- Task brief -
Copy every line below. Do not alter any of them.

- Data excerpts -
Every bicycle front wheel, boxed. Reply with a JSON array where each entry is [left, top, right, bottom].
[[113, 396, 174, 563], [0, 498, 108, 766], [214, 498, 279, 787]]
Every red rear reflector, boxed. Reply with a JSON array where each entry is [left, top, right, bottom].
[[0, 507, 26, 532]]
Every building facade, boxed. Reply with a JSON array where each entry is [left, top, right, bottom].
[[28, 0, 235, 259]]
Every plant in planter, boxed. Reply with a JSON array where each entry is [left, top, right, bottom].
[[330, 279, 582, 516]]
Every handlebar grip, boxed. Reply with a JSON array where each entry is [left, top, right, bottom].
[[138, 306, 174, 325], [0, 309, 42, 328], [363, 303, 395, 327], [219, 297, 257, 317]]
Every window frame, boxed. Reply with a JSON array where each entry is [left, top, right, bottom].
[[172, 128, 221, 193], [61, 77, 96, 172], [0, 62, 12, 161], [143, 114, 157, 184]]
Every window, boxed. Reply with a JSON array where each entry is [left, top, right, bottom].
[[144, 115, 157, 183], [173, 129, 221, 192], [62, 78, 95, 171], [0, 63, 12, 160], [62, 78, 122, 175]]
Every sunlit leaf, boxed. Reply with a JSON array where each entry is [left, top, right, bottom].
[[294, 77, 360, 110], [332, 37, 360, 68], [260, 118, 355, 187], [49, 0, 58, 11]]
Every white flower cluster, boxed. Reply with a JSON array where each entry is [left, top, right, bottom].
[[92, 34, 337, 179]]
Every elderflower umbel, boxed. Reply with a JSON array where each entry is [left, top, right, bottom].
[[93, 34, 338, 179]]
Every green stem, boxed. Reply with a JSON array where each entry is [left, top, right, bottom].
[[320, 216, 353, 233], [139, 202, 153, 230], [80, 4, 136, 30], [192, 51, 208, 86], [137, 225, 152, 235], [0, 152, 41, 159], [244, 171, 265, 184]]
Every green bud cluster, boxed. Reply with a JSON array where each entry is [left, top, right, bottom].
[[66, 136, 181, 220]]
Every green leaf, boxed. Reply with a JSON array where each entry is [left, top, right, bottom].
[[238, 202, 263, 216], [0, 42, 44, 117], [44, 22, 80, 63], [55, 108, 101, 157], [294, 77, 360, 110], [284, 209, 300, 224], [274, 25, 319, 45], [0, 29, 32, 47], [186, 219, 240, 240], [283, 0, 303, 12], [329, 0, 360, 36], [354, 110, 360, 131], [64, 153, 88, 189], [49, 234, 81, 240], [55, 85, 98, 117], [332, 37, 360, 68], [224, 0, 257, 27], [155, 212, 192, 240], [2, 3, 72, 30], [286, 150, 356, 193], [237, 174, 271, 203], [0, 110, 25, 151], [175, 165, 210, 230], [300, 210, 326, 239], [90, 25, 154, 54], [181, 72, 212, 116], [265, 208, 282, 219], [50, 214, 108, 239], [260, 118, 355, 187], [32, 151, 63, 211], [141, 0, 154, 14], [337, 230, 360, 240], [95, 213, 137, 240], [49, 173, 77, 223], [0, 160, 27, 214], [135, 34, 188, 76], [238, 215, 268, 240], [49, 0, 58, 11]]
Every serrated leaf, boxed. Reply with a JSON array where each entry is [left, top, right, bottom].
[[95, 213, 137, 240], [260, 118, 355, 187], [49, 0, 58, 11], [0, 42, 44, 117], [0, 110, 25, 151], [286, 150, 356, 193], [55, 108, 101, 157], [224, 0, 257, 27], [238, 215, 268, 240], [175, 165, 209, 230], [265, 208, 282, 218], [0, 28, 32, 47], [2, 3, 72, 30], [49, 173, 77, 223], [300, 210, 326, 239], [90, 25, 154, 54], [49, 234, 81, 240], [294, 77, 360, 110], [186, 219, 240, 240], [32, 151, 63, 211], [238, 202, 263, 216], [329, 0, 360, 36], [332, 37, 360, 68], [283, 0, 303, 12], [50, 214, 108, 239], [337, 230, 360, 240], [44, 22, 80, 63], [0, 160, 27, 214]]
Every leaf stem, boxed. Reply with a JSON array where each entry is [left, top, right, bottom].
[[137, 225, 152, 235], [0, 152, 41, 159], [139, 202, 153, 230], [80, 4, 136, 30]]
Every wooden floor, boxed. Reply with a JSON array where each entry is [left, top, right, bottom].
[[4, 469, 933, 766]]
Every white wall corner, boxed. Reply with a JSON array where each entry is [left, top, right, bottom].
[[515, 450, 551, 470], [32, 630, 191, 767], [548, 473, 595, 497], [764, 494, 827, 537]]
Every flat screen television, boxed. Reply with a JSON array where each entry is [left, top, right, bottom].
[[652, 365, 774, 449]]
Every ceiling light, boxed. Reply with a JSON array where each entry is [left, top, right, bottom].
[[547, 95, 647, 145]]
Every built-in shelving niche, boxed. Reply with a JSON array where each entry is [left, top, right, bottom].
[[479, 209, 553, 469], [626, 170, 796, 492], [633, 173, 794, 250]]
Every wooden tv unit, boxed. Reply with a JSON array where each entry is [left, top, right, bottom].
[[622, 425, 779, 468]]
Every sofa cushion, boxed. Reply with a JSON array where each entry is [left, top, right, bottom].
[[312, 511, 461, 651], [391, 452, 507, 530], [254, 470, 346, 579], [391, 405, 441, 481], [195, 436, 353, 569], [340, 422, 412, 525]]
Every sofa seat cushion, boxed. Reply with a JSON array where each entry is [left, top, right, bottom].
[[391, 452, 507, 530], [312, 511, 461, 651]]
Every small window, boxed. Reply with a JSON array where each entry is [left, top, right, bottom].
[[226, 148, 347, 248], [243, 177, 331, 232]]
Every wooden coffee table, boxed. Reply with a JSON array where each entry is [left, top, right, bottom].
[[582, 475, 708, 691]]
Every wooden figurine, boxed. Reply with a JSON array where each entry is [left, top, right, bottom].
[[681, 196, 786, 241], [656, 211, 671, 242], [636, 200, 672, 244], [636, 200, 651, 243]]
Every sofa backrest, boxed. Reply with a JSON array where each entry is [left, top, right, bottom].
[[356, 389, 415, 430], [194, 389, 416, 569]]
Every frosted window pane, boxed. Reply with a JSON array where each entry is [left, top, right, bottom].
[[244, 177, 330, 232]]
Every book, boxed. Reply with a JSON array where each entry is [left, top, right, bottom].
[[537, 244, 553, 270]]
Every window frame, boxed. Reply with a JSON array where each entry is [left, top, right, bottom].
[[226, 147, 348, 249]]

- Answer to this exercise -
Every bicycle front wheel, boxed. Reply with a JSON array where each entry is [left, top, right, bottom].
[[113, 396, 174, 563], [0, 498, 108, 766], [214, 498, 279, 787]]
Every red rear reflector, boxed. Reply with a JSON array where each entry is [left, top, right, bottom].
[[0, 507, 26, 532]]
Every building facade, boxed. Reply with a JSON array where each entry is [left, top, right, bottom].
[[28, 0, 235, 259]]
Every plant in planter, boxed. Reply with a JSON array where each entry is [left, top, right, bottom].
[[330, 279, 582, 516]]
Every handlebar grip, boxed. Reply with a JSON array where each entry is [left, top, right, bottom].
[[138, 306, 174, 325], [0, 309, 42, 328], [363, 303, 395, 327], [219, 297, 257, 317]]
Every window frame, boxed. Reply with a JSON array where each entry is [left, top, right, bottom].
[[172, 128, 221, 193], [61, 77, 96, 172], [0, 62, 12, 161], [143, 114, 157, 184]]
Every window, boxed. Reply with a JSON array where each entry is [left, top, right, bottom].
[[144, 115, 157, 183], [173, 129, 221, 192], [62, 78, 95, 171], [0, 63, 12, 160], [62, 78, 122, 175]]
Every sunlit leaf, boxed. Reply with a JSON array where each entry is [left, top, right, bottom].
[[294, 77, 360, 110], [332, 37, 360, 68], [260, 118, 355, 187], [49, 0, 58, 11]]
Every white flower cluster, boxed. Reply with a JSON array where each entry is [left, top, right, bottom].
[[92, 34, 337, 179]]
Every elderflower umbel, boxed. Reply with a JSON array where each entry is [left, top, right, bottom].
[[93, 34, 338, 179]]
Every green stem, boxed. Reply with a JSON array where each entry is [left, top, right, bottom].
[[320, 216, 353, 233], [139, 202, 153, 230], [80, 4, 136, 30], [192, 51, 208, 86], [137, 225, 152, 235], [0, 152, 41, 159], [244, 171, 265, 184]]
Every green bud cluster, boxed. Reply with a JSON array where each entry is [left, top, right, bottom].
[[66, 136, 181, 220]]
Every green leaf, boxed. Reply with a JSON array where each entry is [left, top, right, bottom].
[[238, 202, 263, 216], [0, 42, 44, 117], [44, 22, 80, 63], [55, 108, 101, 157], [294, 77, 360, 110], [284, 209, 300, 224], [274, 25, 319, 45], [0, 29, 32, 47], [186, 219, 240, 240], [283, 0, 303, 12], [329, 0, 360, 36], [354, 110, 360, 131], [64, 153, 88, 189], [49, 234, 81, 240], [55, 85, 98, 117], [332, 37, 360, 68], [224, 0, 257, 27], [155, 212, 192, 240], [2, 3, 72, 30], [286, 150, 356, 193], [237, 174, 271, 203], [0, 110, 25, 151], [175, 165, 210, 230], [300, 210, 326, 239], [90, 25, 154, 54], [181, 72, 212, 116], [265, 208, 282, 219], [50, 214, 108, 239], [260, 118, 355, 187], [32, 151, 63, 211], [141, 0, 154, 14], [337, 230, 360, 240], [95, 213, 137, 240], [49, 173, 77, 223], [0, 160, 27, 214], [135, 34, 188, 76], [238, 215, 268, 240], [49, 0, 58, 11]]
Every serrated leaf, boxed. Reply with a JSON array where each entry is [left, top, right, bottom].
[[95, 213, 137, 240], [260, 118, 355, 187], [49, 0, 58, 11], [0, 42, 44, 117], [0, 110, 25, 151], [286, 150, 356, 193], [55, 108, 101, 157], [224, 0, 257, 27], [238, 215, 268, 240], [175, 165, 209, 230], [265, 208, 282, 218], [0, 28, 32, 47], [2, 3, 72, 30], [49, 173, 77, 223], [300, 210, 326, 239], [90, 25, 154, 54], [49, 234, 81, 240], [294, 77, 360, 110], [186, 219, 240, 240], [32, 151, 63, 211], [238, 202, 263, 216], [329, 0, 360, 36], [332, 37, 360, 68], [283, 0, 303, 12], [50, 214, 108, 239], [337, 230, 360, 240], [44, 22, 80, 63], [0, 160, 27, 214]]
Every leaf stem, boxed. Reply with a JSON array where each entry is [left, top, right, bottom].
[[137, 225, 152, 235], [0, 152, 41, 159], [139, 202, 153, 230], [80, 4, 136, 30]]
Every wooden floor, boxed. Reply with a JSON array where each entry is [left, top, right, bottom].
[[4, 469, 933, 766]]
Every white wall corner, boxed. Reply with a JSON array where each entry is [left, top, right, bottom].
[[515, 450, 551, 470], [32, 630, 191, 767], [548, 473, 595, 497], [764, 494, 827, 537]]
Every flat screen television, boxed. Reply with a JSON array where each entry is [left, top, right, bottom].
[[652, 365, 774, 449]]
Every ceiling light, boxed. Reply with a JSON array where each entry is [left, top, right, bottom].
[[547, 95, 647, 145]]
Every built-in shelving niche, boxed. Reply with a JSON array where each entry is [left, top, right, bottom].
[[479, 209, 553, 469], [626, 170, 796, 492], [633, 173, 794, 250]]
Every wooden tv unit, boxed. Reply with a JSON array where each entry is [left, top, right, bottom].
[[622, 425, 779, 468]]
Every sofa cushion, boxed. Reply with a JSON array where each entry is [left, top, right, bottom].
[[312, 511, 461, 651], [391, 452, 507, 530], [254, 470, 346, 579], [391, 405, 441, 481], [195, 436, 353, 569], [340, 422, 412, 525]]
Every sofa seat cushion, boxed. Reply with a JSON array where each entry is [left, top, right, bottom].
[[391, 452, 507, 530], [312, 511, 461, 651]]
Every small window, boxed. Reply with a JSON array where each entry is [left, top, right, bottom].
[[226, 148, 347, 248], [243, 177, 331, 232]]
Every wooden coffee table, boxed. Reply with a JSON array where each entry is [left, top, right, bottom].
[[582, 475, 708, 691]]
Every wooden figurine, boxed. Reply with a JSON array where each entry is [left, top, right, bottom].
[[681, 196, 786, 241], [656, 211, 671, 242], [636, 200, 672, 244], [636, 200, 651, 243]]
Every sofa backrest, boxed. Reply with a JSON array where each entry is [left, top, right, bottom].
[[356, 389, 415, 430], [194, 389, 416, 569]]
Every frosted window pane, boxed. Reply with a JSON array where each entry is [left, top, right, bottom].
[[244, 177, 330, 232]]
Every book, boxed. Reply with a JSON array where each entry is [left, top, right, bottom].
[[537, 244, 553, 270]]
Every window frame, boxed. Reply with a JSON array where each entry is [left, top, right, bottom].
[[226, 147, 348, 249]]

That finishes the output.